(Dataset rows)
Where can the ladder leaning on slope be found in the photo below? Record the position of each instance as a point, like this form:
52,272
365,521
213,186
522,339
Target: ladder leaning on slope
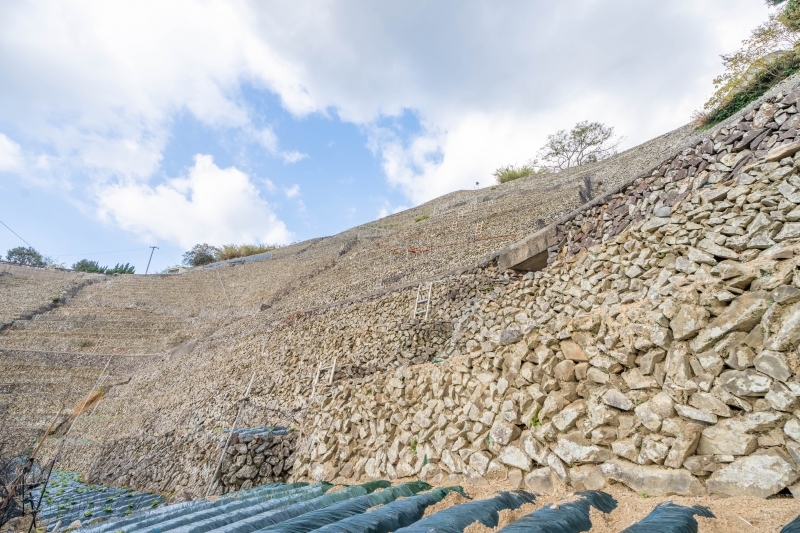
320,369
426,300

• What this task involves: Copy every line above word for word, omitting the pictures.

• Exercise output:
Where can the ladder leaning on slope be found in the photo below? Record the position of each instance as a point, like this form:
52,272
365,521
213,186
522,339
Target: ladder leaning on slope
320,369
426,300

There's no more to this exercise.